### Given passage
BEGIN

Distortion. Either you love it or you hate it, and that will determine whether you love or hate the Velvet Underground's "White Light/White Heat," which was the final album with John Cale on it. It's strange, raw and eerie, and except for the too-long finale, a fairly good collection.
It kicks off with distorted pop song "White Light/White Heat," and gets followed by equally distorted series of offbeat songs, such as the sex-change operation ballad "Lady Godiva's Operation," the relatively ethereal "Here She Comes Now," and the twisted, squealing riffs of "I Heard Her Call My Name."
"The Gift" is perhaps the most offbeat of all the tracks here: A spoken story-song, recited matter-of-factly in John Cale's Welsh accent. It's about a jealous husband who, in doubt about his wife's fidelity, mails himself to her house. Sounds ordinary enough, except that there is a twist to the finale, both funny and macabre.
This is one of the darker albums that the Velvet Underground did, as well as the last one that was so experimental. The finale is almost twenty minutes of screeching, explosive guitar riffs, and the story-song is definitely odd. But once you get into the swing of it, it's remarkably moving.
The fuzz and wildness of "White Light/White Heat" is definitely offputting at first -- the melodies are buried under a perpetual buzz of sound. That lo-fi flavor won't be to everyone's taste, but those who like their music rough, raw and ragged will probably like the murky riffs and muffled drumming, rising out of a thick mass of fuzz.

END

### Exercise set
1. Revise the part of the album review that opens with the words containing "This is one" and closes with "it's remarkably moving.", changing "screeching" to "shrieking".
2. According to the album review, who recites the spoken story-song "The Gift," and in what accent?
3. List every song title that the album review names.
Answer using only the album review.

### Information shown
BEGIN

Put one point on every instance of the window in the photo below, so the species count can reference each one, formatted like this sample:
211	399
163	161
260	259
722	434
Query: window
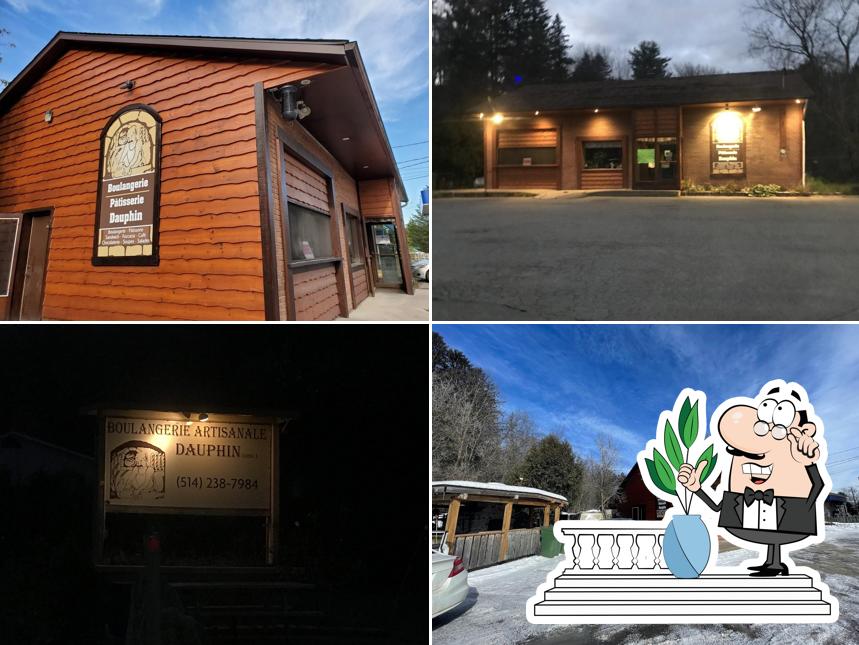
603	155
527	156
353	239
309	234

END

### Exercise answers
1.
This is one of the darker albums that the Velvet Underground did, as well as the last one that was so experimental. The finale is almost twenty minutes of shrieking, explosive guitar riffs, and the story-song is definitely odd. But once you get into the swing of it, it's remarkably moving.

2. John Cale recites it in his Welsh accent.

3.
"White Light/White Heat"
"Lady Godiva's Operation"
"Here She Comes Now"
"I Heard Her Call My Name"
"The Gift"